- Stated exercise -
In the exchange about companies and customer service below, retype word for word the part that opens with the words containing "It’s a race" and closes with "make those decisions.".

- Passage -
※

It’s tough, the companies can’t change unless the people do. Meaning customers refusing to do business with companies that have bad customer service or refusing to buy stocks in such companies. But there will always be people who see that they can make money off of other people doing that. And it doesn’t work if some people get rich bucking the trend.
Companies very well can change. Nothing forces them to enshittify their customer service for what amounts to virtual pennies per user. It’s entirely a case of narrative capture among business people, the conventional wisdom that they have to do this stupid thing. That’s it.
Unfortunately, that just isn’t true. The board of directors have a legal fiduciary responsibility to the share holders. And they hire or fire the ceo. If they don’t chase that virtual pennies, the shareholder can, and do sue them.
And as I said, if they don’t do things that at least make it appear they are attempting to increase profits, shareholder will sell, and they will go out of business.
It’s a race to the bottom. And the system is to blame. The system has rewarded people who enshitify products, and thus it has shapped who gets hired to make those decisions.

※

- Data entries -
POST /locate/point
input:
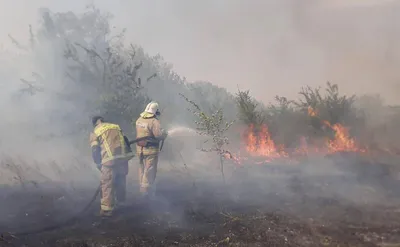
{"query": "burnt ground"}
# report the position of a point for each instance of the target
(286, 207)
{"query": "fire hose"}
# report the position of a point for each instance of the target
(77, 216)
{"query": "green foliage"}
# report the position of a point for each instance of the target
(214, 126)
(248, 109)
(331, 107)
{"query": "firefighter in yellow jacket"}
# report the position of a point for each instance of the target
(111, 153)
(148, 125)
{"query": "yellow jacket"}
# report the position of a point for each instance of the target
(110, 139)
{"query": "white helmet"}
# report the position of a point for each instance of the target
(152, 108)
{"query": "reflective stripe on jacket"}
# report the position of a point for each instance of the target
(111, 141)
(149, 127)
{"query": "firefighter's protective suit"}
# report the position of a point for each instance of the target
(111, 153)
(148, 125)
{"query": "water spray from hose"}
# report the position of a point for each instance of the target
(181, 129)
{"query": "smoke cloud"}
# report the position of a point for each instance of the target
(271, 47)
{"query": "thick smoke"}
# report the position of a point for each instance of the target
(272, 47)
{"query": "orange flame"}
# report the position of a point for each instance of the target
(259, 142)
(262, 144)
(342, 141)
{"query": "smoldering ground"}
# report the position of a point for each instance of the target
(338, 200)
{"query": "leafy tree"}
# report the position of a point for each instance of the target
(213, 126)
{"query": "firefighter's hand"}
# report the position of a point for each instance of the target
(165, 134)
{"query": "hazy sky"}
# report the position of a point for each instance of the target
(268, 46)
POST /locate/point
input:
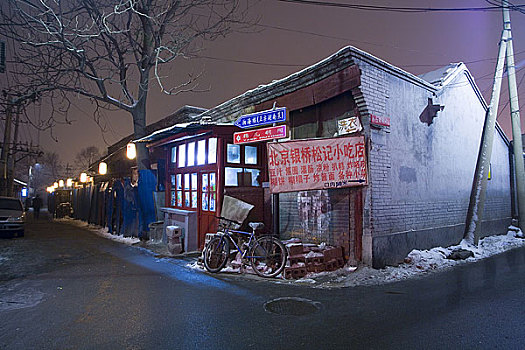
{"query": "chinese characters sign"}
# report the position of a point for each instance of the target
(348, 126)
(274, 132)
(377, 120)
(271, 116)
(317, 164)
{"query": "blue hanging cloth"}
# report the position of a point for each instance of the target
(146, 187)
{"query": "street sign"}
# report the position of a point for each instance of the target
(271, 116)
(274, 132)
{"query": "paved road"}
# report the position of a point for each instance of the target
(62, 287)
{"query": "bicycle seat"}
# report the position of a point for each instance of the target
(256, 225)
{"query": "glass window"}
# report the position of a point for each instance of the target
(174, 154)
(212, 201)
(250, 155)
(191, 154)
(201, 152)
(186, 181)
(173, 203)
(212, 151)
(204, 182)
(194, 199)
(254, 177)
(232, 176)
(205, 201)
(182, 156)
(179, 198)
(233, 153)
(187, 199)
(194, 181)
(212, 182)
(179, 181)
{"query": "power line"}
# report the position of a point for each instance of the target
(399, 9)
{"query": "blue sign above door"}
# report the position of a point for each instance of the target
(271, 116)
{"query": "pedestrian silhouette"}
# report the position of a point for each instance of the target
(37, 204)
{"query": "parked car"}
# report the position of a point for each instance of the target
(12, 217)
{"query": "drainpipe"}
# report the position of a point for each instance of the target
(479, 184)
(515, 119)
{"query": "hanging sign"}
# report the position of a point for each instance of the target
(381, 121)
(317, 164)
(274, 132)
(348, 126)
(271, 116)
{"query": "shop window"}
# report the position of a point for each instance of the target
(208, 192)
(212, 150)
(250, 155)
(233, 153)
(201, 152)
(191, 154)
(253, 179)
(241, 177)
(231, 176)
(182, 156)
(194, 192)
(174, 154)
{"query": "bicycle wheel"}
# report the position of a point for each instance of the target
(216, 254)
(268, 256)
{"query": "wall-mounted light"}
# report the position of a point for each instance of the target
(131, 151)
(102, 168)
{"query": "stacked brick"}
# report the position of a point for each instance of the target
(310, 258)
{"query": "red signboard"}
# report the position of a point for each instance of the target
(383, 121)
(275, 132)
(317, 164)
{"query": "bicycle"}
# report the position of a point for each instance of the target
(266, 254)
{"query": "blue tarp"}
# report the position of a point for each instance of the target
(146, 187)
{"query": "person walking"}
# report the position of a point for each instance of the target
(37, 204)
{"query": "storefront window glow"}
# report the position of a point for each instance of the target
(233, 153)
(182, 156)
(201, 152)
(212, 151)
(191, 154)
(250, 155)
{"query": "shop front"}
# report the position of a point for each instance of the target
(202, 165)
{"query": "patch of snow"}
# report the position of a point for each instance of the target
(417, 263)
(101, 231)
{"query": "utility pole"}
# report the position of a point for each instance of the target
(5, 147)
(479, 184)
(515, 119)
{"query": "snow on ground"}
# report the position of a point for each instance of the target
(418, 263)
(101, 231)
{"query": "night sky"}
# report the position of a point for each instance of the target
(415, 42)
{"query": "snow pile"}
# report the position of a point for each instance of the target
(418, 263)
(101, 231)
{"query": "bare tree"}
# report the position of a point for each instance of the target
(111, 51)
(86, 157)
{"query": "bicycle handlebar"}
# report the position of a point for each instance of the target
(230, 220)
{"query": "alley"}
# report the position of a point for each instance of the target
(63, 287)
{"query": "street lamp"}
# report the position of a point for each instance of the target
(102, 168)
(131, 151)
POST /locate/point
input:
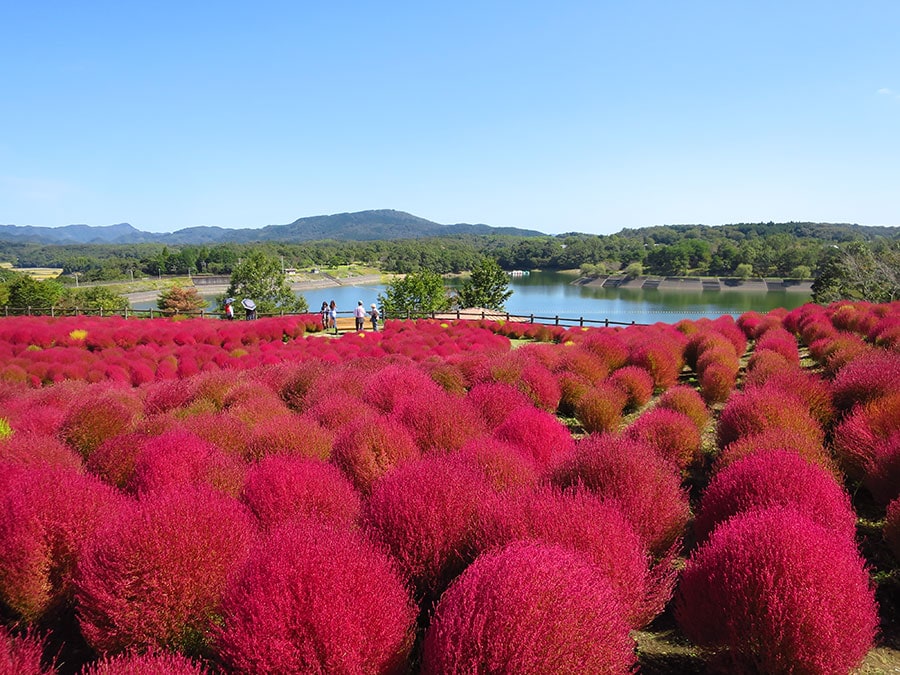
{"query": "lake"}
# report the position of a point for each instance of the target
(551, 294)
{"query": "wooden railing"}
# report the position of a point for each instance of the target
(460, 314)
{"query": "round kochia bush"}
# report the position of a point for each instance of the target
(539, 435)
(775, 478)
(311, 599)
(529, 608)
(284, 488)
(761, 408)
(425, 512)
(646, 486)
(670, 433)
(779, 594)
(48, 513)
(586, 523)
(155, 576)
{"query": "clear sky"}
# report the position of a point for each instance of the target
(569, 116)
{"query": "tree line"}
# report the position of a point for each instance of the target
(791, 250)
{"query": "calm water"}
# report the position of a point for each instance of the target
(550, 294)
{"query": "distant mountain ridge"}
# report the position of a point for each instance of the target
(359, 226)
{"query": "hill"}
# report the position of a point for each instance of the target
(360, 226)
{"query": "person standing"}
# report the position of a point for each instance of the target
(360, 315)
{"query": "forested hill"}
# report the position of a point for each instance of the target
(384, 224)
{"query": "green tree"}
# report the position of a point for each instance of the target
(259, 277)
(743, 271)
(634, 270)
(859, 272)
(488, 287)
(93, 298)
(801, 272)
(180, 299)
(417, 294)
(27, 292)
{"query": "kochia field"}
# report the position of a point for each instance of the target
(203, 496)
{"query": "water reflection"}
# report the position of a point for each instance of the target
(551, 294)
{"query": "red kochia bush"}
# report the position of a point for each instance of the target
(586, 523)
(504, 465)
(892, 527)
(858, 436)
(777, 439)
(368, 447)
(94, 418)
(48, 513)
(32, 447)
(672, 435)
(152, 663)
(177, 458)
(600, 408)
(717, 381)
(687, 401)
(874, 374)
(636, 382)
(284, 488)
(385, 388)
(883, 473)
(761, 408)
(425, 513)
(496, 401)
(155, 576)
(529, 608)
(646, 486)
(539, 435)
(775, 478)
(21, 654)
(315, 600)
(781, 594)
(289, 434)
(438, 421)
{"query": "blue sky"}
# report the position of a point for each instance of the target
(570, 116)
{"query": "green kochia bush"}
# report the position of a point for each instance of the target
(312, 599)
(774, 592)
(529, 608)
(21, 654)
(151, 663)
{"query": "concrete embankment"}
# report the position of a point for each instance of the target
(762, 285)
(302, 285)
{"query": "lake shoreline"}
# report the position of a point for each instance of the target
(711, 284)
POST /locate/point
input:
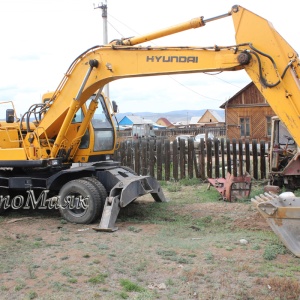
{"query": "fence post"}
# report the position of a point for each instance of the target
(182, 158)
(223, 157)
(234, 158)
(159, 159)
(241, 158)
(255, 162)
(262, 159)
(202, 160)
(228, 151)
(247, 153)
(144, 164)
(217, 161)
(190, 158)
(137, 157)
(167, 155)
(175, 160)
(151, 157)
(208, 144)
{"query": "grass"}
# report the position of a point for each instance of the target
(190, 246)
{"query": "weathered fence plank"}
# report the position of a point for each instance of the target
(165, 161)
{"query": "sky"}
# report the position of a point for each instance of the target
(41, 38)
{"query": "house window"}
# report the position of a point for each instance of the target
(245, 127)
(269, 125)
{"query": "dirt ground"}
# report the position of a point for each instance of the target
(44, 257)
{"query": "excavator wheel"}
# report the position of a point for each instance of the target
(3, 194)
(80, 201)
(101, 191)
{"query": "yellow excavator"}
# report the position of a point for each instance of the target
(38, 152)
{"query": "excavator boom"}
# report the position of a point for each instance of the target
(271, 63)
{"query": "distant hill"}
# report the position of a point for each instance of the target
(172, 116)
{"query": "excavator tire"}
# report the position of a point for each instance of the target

※

- Solved exercise -
It’s a race to the bottom. And the system is to blame. The system has rewarded people who enshitify products, and thus it has shapped who gets hired to make those decisions.